#### GETOONDE TEKST ####

De koninklijke Deventer Tapijtfabriek

gezicht-op-de-tegenwoordige-fabriek

DE KONINKLIJKE DEVENTER
TAPIJTFABRIEK.
_______

I.

 
In November van het vorige jaar is de Deventer Tapijtfabriek verhuisd van de Smedenstraat naar een nieuw gebouw aan de Smyrnastraat, die aldus genoemd is naar de industrieele onderneming. Dit was een gewichtig feit voor Deventer, dat o.a. herdacht werd in een geïllustreerd nummer van de Deventer Courant, waaraan wij het een en ander zullen ontleenen.
     De afbeeldingen die daarbij gegeven worden, zijn welwillend afgestaan door de Redactie van genoemde Courant; wij meenen, in dit Weekblad, hoofdzakelijk voor bouwkundigen, niet te mogen nalaten er een plattegrond bij te voegen.

####

- UIT TE VOEREN:
(1) Herhaal uit de tekst over de Deventer Tapijtfabriek alles van "In November van" tot en met "ander zullen ontleenen.".
(2) Geef bij elke bewering aan of die klopt met de tekst over de Deventer Tapijtfabriek, met ja of nee en de beslissende woorden uit die tekst letterlijk geciteerd: (a) De fabriek verhuisde van de Smedenstraat naar de Smyrnastraat. (b) De verhuizing vond plaats in december. (c) De afbeeldingen zijn afgestaan door de Redactie van de Deventer Courant.

#### VASTGELEGDE GEGEVENS ####

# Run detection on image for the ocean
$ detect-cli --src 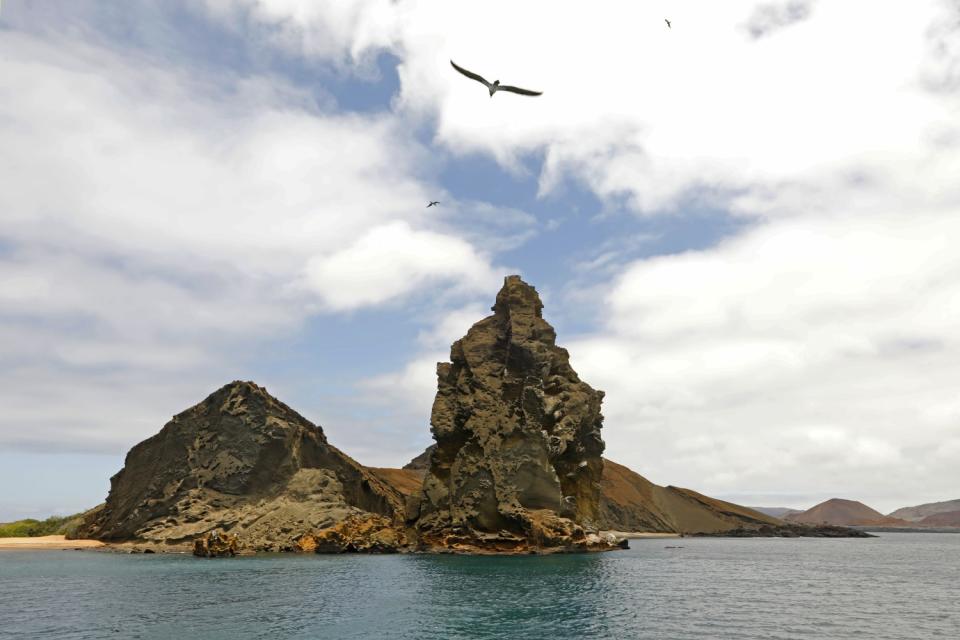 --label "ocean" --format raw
[0,533,960,640]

####

- ANTWOORDEN PER OPDRACHT:
(1)
In November van het vorige jaar is de Deventer Tapijtfabriek verhuisd van de Smedenstraat naar een nieuw gebouw aan de Smyrnastraat, die aldus genoemd is naar de industrieele onderneming. Dit was een gewichtig feit voor Deventer, dat o.a. herdacht werd in een geïllustreerd nummer van de Deventer Courant, waaraan wij het een en ander zullen ontleenen.

(2)
(a) Ja: "verhuisd van de Smedenstraat naar een nieuw gebouw aan de Smyrnastraat"
(b) Nee: "In November van het vorige jaar"
(c) Ja: "welwillend afgestaan door de Redactie van genoemde Courant"